_Task A_
Write out the listing lines from the one containing "on the leaf" through the one containing "[(121, 377)]", inclusive, reproducing them verbatim.

_Given passage_
═══
Bergman's film begins with an actress, young and successful, who has suffered these consequences. All activity has become false and meaningless to her. (pp. 13-14)
After the titles, the film slashes ahead with the swiftness that comes not from speed but from a superb power of distillation. Everything is lean, yet everything is rich. This we expect from Bergman. What might not have been expected, and what is highly gratifying, is that he has found an answer in art to what lately has been troubling his art.
In his last three serious films—Through a Glass Darkly, Winter Light, and The Silence—Bergman has used increasingly parsimonious means for increasingly subjective exploration…. These films were masterfully made, but they seemed introspectively remote rather than dramatized, so much so that they gave the viewer almost a sense of intrusion. I had the growing fear that Bergman, his breathtaking techniques undiminished, his power with actors as full as ever, had become disheartened: by a sense of irrelevance, his irrelevance; by the imperative to choose what to communicate, by the hopelessness of choosing, by the hopelessness of finding artistic means after he had chosen. It seemed as if, in refuge, he was keeping a kind of private journal in public. But Persona is a successful work of art, and what is especially happy about it is that Bergman, far from abandoning the psychical questions that consume him, has plunged further into them. He has made his film unfold its matter at us, instead of hugging it close. (pp. 14-15)
Bergman is no surer than anyone else (he seems to say) as to what illusion is…. Bergman's drama is in the attraction of the truth of the "true" inner self (Laing's term) as against the generally prevailing and venerated falsity of the outer world. At the last the nurse pulls free of the actress's state, not because of any indisputable and superior standard of rationality but because of her own irrationality. That, I think, is the essence of the film. If we talk of reason, there is probably as much reason on the mute actress's side, on the side of withdrawal, of inner purgation. What moves the nurse finally is a stubborn irrational will to live—to live in the majority's terms, in terms of the world's continuity….
═══
[Dataset records]
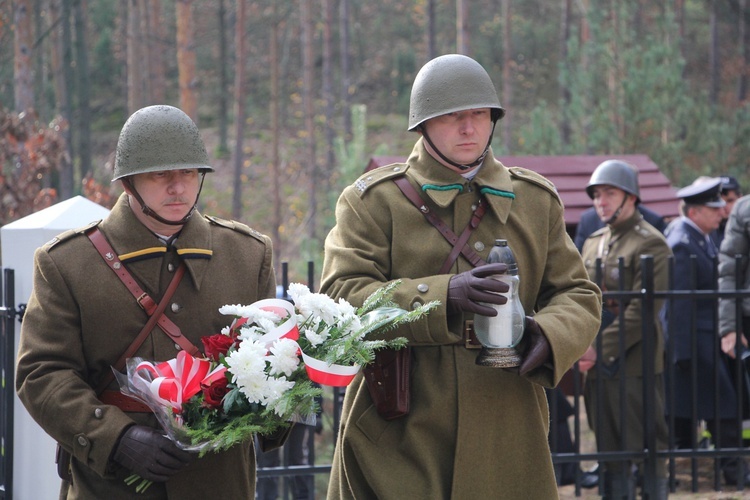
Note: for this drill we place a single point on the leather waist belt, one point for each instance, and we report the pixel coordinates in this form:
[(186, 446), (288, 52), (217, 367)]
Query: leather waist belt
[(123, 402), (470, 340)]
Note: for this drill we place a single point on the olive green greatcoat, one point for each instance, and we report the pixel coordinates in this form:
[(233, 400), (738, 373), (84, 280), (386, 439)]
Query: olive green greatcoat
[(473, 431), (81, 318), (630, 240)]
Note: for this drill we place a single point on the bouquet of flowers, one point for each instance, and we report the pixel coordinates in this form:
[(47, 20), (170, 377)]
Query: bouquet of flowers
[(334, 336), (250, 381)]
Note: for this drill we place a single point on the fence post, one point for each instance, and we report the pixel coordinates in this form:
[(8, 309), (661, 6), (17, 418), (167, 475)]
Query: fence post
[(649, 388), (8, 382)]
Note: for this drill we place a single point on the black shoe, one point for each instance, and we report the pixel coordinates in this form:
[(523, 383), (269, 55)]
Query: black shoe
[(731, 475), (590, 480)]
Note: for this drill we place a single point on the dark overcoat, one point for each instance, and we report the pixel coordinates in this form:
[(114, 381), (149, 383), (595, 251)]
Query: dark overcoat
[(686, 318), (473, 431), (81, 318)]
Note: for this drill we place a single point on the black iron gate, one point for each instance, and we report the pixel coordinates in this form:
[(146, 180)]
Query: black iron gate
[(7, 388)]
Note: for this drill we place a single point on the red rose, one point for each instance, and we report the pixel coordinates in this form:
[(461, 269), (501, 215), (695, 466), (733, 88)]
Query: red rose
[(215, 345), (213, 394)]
═══
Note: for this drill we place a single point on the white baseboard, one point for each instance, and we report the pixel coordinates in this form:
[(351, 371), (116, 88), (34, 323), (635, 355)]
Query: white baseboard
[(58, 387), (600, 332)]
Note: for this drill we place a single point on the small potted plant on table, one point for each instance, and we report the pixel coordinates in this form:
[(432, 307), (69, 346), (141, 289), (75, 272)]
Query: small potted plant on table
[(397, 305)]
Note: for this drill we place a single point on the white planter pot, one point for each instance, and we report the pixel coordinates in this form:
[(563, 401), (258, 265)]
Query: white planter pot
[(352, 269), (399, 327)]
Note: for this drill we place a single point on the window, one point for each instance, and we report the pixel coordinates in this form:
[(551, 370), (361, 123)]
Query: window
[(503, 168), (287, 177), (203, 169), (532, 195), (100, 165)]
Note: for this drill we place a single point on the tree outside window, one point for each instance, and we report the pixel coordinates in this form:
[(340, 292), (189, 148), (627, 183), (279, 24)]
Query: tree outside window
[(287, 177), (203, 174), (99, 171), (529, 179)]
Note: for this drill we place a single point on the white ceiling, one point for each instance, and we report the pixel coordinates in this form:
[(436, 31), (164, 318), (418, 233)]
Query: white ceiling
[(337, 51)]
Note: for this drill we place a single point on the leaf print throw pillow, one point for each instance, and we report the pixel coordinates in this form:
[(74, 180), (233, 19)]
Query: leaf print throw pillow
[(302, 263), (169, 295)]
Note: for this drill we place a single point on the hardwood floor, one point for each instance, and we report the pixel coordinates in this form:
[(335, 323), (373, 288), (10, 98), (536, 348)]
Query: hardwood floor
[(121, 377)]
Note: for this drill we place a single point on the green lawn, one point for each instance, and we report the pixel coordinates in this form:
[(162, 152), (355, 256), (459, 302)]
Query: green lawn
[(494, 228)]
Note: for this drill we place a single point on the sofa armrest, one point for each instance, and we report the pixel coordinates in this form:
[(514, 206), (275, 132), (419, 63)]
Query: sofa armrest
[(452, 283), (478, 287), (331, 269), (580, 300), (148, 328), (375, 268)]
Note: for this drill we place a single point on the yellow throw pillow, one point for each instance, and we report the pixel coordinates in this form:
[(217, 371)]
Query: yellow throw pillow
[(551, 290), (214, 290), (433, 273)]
═══
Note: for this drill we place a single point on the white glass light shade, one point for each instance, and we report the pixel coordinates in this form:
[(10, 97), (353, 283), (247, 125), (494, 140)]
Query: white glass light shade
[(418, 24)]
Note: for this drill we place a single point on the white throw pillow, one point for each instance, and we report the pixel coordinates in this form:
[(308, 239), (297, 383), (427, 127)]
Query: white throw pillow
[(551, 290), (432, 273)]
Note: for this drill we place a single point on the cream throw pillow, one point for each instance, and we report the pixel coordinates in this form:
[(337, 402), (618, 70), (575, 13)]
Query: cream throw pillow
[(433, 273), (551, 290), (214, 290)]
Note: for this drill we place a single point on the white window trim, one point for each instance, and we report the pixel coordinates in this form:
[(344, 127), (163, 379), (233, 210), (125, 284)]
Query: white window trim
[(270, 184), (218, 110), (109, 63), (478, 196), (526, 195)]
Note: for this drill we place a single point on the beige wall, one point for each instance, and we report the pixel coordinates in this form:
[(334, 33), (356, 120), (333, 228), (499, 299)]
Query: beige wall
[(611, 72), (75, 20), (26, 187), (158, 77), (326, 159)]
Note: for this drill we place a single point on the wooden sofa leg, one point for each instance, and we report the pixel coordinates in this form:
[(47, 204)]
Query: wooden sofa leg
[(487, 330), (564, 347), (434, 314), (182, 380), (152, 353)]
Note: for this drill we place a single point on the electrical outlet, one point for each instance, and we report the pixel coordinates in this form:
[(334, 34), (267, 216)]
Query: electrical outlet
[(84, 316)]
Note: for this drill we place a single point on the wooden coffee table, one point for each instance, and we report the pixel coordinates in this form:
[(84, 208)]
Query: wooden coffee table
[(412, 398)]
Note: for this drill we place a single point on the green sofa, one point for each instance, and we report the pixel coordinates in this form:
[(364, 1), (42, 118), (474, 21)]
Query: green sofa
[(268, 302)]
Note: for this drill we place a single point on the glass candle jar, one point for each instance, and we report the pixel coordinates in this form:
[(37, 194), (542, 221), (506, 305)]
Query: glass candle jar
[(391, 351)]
═══
_Task B_
Answer these questions from the passage on Bergman's Persona:
(i) Which three films are named as Bergman's last three serious films?
(ii) What moves the nurse finally?
(iii) What kind of person does Bergman's film begin with?

_Output A_
Note: for this drill we place a single point on the leaf print throw pillow, one point for each instance, and we report the pixel coordinates in this form:
[(74, 180), (233, 19)]
Query: leaf print throw pillow
[(302, 263), (169, 295)]
Note: for this drill we place a single point on the hardwood floor, one point for each instance, and we report the pixel coordinates in this form:
[(335, 323), (373, 288), (10, 98), (536, 348)]
Query: hardwood floor
[(121, 377)]

_Output B_
(i) Through a Glass Darkly, Winter Light, and The Silence
(ii) A stubborn irrational will to live, to live in the majority's terms, in terms of the world's continuity
(iii) An actress, young and successful